==== Record set ====

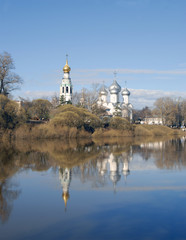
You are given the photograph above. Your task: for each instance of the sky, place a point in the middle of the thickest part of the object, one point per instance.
(143, 40)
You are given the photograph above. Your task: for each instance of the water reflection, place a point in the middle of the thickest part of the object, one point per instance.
(102, 162)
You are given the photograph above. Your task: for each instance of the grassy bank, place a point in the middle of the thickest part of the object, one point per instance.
(50, 131)
(155, 130)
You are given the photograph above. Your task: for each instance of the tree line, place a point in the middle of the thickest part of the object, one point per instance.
(172, 112)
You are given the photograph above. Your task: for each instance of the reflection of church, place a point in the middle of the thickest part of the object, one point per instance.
(65, 179)
(113, 166)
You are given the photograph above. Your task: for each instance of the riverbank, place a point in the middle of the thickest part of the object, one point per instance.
(48, 131)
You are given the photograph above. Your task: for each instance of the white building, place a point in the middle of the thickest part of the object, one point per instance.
(114, 106)
(66, 85)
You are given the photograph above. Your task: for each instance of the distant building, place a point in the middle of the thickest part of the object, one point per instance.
(66, 85)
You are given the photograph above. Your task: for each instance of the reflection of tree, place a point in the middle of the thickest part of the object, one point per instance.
(170, 154)
(7, 195)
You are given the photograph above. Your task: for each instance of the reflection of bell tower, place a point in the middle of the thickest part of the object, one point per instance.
(114, 170)
(102, 167)
(65, 179)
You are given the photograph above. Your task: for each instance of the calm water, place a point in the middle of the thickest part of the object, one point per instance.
(116, 189)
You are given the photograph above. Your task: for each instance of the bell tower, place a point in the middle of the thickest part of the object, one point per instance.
(66, 84)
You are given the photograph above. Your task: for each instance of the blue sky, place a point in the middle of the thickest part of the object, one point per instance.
(144, 40)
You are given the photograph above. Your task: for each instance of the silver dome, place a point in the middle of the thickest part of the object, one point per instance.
(115, 87)
(125, 91)
(103, 91)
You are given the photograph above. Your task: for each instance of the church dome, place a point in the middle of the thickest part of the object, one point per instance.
(66, 68)
(103, 91)
(115, 87)
(125, 91)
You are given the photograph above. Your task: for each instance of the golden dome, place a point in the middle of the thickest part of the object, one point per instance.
(65, 197)
(66, 68)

====

• Challenge: Change "thickest" to "widest" in the part of the material that opens with the line containing "reflection of bell" and runs to the end of the material. Write out that part again, leaving everything else in it unchanged.

• Task result:
You are given the photograph above. Your task: for each instance of the reflection of bell tower, place a point in the middle of the widest part of the object, one point per instance.
(114, 170)
(102, 167)
(65, 179)
You are given the photograph above. Your task: for each instance of the calm water, place a point in the middle of the widest part of the object, one point per instance.
(116, 189)
You are given the photograph above. Your task: for each instance of the bell tower, place a point in the middle of the widest part of the object, one point per instance.
(66, 84)
You are given the photograph above. Your task: for each instance of the blue sky, place a point in the middle of the widest part of the object, one point per instance.
(144, 40)
You are given the photograph above. Your task: for each instance of the silver dome, place a point in the middle of the widest part of the object, one point per instance.
(115, 87)
(125, 91)
(103, 91)
You are given the photograph above. Your task: for each instance of the church dome, place a point in the middle of the widest part of the object, one point per instance.
(66, 68)
(103, 91)
(115, 87)
(125, 91)
You are given the photograph above. Your task: for each instance of the golden dome, place a point in the middle of the widest part of the object, one point per instance.
(65, 197)
(66, 68)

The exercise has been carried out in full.